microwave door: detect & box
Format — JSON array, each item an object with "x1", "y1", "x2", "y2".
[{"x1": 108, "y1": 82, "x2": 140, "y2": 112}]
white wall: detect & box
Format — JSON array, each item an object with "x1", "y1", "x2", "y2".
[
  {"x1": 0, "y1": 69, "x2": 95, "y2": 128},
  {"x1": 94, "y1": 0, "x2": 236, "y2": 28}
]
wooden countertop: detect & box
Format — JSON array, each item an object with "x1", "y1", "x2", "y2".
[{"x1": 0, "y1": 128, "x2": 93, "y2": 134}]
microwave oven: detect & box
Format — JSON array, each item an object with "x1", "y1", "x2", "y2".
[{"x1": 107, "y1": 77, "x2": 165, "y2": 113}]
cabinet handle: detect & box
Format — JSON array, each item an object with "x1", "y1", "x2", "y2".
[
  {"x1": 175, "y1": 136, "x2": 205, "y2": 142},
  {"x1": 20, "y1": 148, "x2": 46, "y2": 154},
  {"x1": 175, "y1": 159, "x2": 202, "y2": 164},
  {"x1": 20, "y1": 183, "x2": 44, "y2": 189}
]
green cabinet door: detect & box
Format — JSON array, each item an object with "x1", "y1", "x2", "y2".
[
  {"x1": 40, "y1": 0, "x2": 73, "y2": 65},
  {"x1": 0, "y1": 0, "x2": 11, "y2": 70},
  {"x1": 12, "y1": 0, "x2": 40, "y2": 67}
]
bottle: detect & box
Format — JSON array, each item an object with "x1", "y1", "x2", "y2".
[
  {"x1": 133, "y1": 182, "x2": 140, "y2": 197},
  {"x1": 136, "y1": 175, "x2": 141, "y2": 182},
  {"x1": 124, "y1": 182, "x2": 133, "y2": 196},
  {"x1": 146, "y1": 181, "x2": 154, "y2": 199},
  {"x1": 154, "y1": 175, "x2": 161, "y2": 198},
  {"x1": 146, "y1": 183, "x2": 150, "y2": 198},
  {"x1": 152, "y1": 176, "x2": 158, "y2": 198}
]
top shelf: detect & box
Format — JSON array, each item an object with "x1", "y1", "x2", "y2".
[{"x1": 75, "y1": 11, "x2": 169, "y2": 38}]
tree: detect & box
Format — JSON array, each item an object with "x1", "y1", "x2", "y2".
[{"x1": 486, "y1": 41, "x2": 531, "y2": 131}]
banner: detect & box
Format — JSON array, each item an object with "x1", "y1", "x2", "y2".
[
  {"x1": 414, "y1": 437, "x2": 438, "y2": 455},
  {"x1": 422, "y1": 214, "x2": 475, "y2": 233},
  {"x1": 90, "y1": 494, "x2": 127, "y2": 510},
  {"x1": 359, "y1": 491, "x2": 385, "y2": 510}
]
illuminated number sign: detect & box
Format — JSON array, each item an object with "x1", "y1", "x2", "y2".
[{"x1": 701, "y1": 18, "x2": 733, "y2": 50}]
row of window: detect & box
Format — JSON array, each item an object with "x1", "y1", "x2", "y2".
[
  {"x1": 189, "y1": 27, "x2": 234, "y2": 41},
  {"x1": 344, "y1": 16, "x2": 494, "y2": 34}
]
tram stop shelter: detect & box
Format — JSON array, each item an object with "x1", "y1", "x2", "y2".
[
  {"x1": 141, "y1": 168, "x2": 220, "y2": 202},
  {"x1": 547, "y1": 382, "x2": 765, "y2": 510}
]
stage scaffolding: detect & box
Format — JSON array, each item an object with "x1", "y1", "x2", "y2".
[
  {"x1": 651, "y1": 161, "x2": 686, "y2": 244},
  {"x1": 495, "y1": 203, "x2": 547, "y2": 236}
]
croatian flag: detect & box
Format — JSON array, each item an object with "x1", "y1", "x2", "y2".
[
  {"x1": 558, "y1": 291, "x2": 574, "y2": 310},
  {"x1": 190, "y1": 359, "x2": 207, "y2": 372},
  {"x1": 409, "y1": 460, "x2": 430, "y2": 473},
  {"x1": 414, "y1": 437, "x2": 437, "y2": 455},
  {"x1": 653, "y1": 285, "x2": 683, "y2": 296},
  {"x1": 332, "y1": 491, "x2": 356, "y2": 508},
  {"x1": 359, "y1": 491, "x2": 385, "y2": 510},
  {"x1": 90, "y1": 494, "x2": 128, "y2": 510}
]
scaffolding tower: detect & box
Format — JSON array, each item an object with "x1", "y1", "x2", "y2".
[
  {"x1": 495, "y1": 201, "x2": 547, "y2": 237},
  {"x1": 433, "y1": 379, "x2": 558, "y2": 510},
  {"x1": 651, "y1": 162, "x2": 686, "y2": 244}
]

+ + +

# [Set problem]
Put the lines starting at the one that contains "tram stop shelter: detect & box" and ending at the last line of the items into a Markdown table with two columns, "Number" and "Line". Number the rows and leave out any blank lines.

# [Worked answer]
| Number | Line |
|---|---|
| 1 | tram stop shelter: detect & box |
| 2 | Format — JSON array, each item an object with "x1", "y1", "x2", "y2". |
| 3 | [ |
| 4 |   {"x1": 141, "y1": 168, "x2": 220, "y2": 202}, |
| 5 |   {"x1": 547, "y1": 382, "x2": 765, "y2": 510} |
| 6 | ] |
| 7 | stage scaffolding: detect & box |
| 8 | Format — JSON array, each item an object with "x1", "y1", "x2", "y2". |
| 9 | [ |
| 10 |   {"x1": 651, "y1": 161, "x2": 686, "y2": 244}, |
| 11 |   {"x1": 495, "y1": 203, "x2": 547, "y2": 236} |
| 12 | ] |
| 13 | croatian flag: detect & box |
| 14 | Format — JSON array, each item an object with "x1", "y1", "x2", "y2". |
| 15 | [ |
| 16 |   {"x1": 558, "y1": 291, "x2": 574, "y2": 310}, |
| 17 |   {"x1": 190, "y1": 359, "x2": 207, "y2": 372}, |
| 18 |   {"x1": 409, "y1": 460, "x2": 430, "y2": 473}, |
| 19 |   {"x1": 414, "y1": 437, "x2": 437, "y2": 455}, |
| 20 |   {"x1": 653, "y1": 285, "x2": 683, "y2": 296}, |
| 21 |   {"x1": 332, "y1": 491, "x2": 356, "y2": 508}, |
| 22 |   {"x1": 359, "y1": 491, "x2": 385, "y2": 510}, |
| 23 |   {"x1": 90, "y1": 494, "x2": 128, "y2": 510} |
| 24 | ] |
| 25 | scaffolding tower: detect & box |
| 26 | Format — JSON array, each item an object with "x1", "y1", "x2", "y2". |
| 27 | [ |
| 28 |   {"x1": 495, "y1": 201, "x2": 547, "y2": 237}, |
| 29 |   {"x1": 433, "y1": 379, "x2": 558, "y2": 510}, |
| 30 |   {"x1": 651, "y1": 162, "x2": 686, "y2": 244} |
| 31 | ] |